### Document text
<<<<

Loading

Large language model performance matrix

Stack Planned Serverless

This page summarizes internal test results comparing large language models (LLMs) across Elastic AI Assistant for Observability and Search use cases. To learn more about these use cases, refer to AI Assistant.

Important

Rating legend:

Excellent: Highly accurate and reliable for the use case.
Great: Strong performance with minor limitations.
Good: Possibly adequate for many use cases but with noticeable tradeoffs.
Poor: Significant issues; not recommended for production for the use case.

Recommended models are those rated Excellent or Great for the particular use case.

Models from third-party LLM providers.

Provider Model Alert questions APM questions Contextual insights Documentation retrieval Elasticsearch operations ES|QL generation Execute connector Knowledge retrieval
Amazon Bedrock Claude Sonnet 3.5 Excellent Excellent Excellent Excellent Excellent Great Good Excellent
Amazon Bedrock Claude Sonnet 3.7 Excellent Excellent Excellent Excellent Excellent Great Great Excellent
Amazon Bedrock Claude Sonnet 4 Excellent Excellent Excellent Excellent Excellent Excellent Great Excellent
OpenAI GPT-4.1 Excellent Excellent Excellent Excellent Excellent Great Good Excellent
Google Gemini Gemini 2.0 Flash Excellent Good Excellent Excellent Excellent Good Good Excellent
Google Gemini Gemini 2.5 Flash Excellent Good Excellent Excellent Excellent Good Good Excellent
Google Gemini Gemini 2.5 Pro Excellent Great Excellent Excellent Excellent Good Good Excellent

Stack Planned Serverless Preview

Models you can deploy and manage yourself.

Provider Model Alert questions APM questions Contextual insights Documentation retrieval Elasticsearch operations ES|QL generation Execute connector Knowledge retrieval
Meta Llama-3.3-70B-Instruct Excellent Good Great Excellent Excellent Good Good Excellent
Mistral Mistral-Small-3.2-24B-Instruct-2506 Excellent Poor Great Great Excellent Poor Good Excellent
Note

Llama-3.3-70B-Instruct is supported with simulated function calling.

>>>>

### Available data

<<<<

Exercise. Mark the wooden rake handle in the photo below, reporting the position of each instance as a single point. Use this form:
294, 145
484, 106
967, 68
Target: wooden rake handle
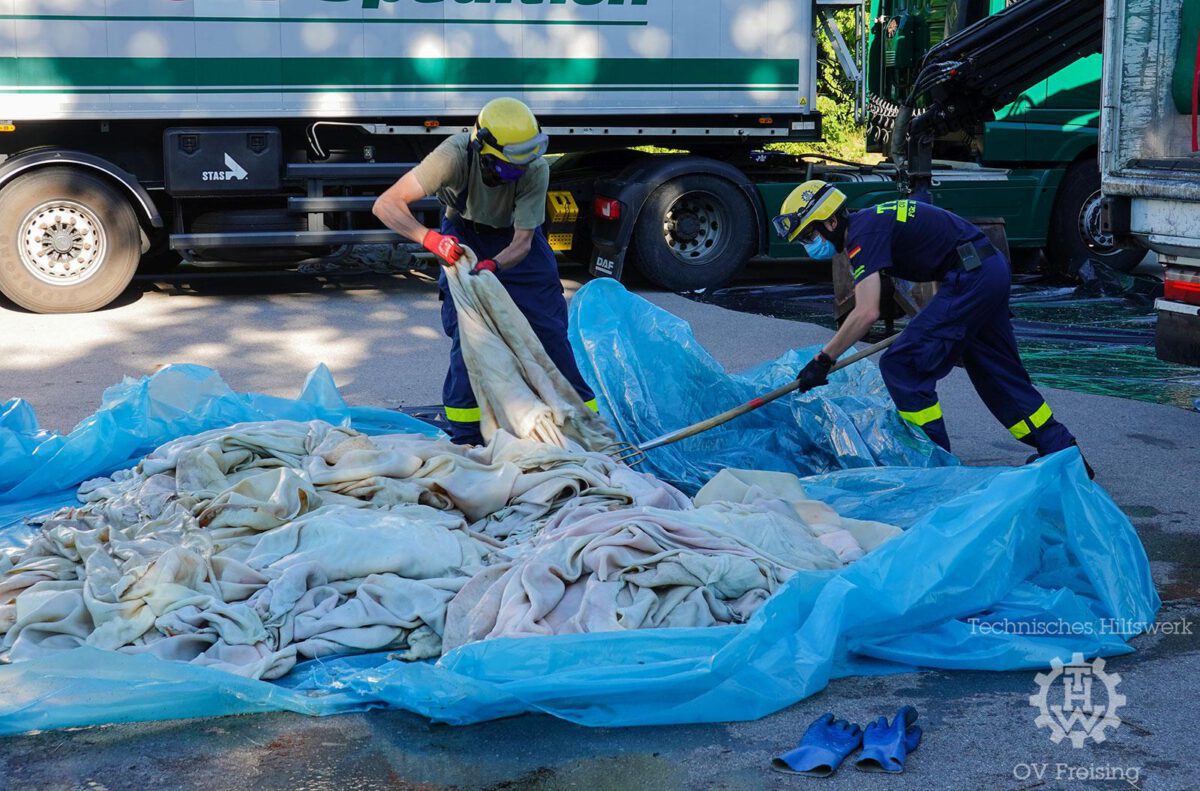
754, 403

>>>>

### Problem set
**1)** Output the passage of the LLM performance matrix between "Great: Strong performance" and "third-party LLM providers.", inclusive.
**2)** In the LLM performance matrix, how is Llama-3.3-70B-Instruct supported?

### Solutions per task
**1)**
Great: Strong performance with minor limitations.
Good: Possibly adequate for many use cases but with noticeable tradeoffs.
Poor: Significant issues; not recommended for production for the use case.

Recommended models are those rated Excellent or Great for the particular use case.

Models from third-party LLM providers.

**2)** With simulated function calling.